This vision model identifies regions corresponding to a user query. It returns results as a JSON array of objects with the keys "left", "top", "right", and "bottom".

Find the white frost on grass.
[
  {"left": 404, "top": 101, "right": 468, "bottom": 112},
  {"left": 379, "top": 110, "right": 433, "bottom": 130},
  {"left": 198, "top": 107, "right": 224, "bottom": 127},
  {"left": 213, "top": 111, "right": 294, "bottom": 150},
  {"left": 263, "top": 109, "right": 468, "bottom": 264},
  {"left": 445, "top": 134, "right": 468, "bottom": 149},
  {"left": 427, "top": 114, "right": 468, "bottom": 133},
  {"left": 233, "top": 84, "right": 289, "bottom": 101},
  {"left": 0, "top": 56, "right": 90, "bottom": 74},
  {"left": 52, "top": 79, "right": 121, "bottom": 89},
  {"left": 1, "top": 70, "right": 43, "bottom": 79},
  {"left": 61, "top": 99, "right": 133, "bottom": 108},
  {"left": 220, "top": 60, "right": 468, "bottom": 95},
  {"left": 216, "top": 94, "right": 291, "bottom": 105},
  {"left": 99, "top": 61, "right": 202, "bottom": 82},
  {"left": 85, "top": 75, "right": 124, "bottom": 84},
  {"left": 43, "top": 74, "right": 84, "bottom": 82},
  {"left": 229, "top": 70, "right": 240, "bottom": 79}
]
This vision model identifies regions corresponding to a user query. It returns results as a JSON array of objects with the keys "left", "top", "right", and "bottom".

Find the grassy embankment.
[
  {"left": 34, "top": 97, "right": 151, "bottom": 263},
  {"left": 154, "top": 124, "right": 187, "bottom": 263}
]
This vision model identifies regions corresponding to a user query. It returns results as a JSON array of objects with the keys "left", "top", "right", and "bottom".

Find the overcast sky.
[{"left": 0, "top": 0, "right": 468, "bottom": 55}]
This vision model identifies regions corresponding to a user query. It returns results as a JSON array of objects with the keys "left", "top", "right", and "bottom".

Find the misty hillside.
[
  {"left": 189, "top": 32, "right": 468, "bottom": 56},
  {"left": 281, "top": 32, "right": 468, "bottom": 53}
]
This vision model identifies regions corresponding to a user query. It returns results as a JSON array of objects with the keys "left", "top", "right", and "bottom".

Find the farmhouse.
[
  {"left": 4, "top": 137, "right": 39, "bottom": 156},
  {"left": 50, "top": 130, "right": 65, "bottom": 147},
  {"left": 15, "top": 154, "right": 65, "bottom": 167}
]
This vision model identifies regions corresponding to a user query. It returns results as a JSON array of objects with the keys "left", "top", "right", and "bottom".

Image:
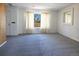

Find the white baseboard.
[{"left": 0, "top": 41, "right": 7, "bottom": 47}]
_ _ _ _ _
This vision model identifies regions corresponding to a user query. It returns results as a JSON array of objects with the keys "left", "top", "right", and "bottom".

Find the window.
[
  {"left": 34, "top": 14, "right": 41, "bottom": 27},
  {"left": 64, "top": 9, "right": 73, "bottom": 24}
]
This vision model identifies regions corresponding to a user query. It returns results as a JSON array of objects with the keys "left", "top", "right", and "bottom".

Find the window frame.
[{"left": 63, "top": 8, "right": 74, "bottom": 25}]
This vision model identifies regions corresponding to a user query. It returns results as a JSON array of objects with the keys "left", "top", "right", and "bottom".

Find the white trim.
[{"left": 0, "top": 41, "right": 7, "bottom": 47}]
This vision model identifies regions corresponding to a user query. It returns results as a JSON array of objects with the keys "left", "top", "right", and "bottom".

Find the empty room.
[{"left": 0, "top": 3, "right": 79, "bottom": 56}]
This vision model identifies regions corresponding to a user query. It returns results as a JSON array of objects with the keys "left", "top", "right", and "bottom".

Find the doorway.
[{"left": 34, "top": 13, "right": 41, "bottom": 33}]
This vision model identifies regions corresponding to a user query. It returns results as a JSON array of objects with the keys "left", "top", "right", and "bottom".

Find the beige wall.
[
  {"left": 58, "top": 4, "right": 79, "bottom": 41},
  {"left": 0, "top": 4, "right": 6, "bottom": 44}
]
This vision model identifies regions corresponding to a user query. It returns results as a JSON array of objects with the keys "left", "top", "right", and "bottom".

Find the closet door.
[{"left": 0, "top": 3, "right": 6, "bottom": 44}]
_ _ _ _ _
▶ **EXERCISE REQUIREMENTS**
Copy out every line from the entries above that contains the word "white".

▶ **RIGHT ANSWER**
Find the white frost on grass.
Find the white baseboard.
Find the white trim.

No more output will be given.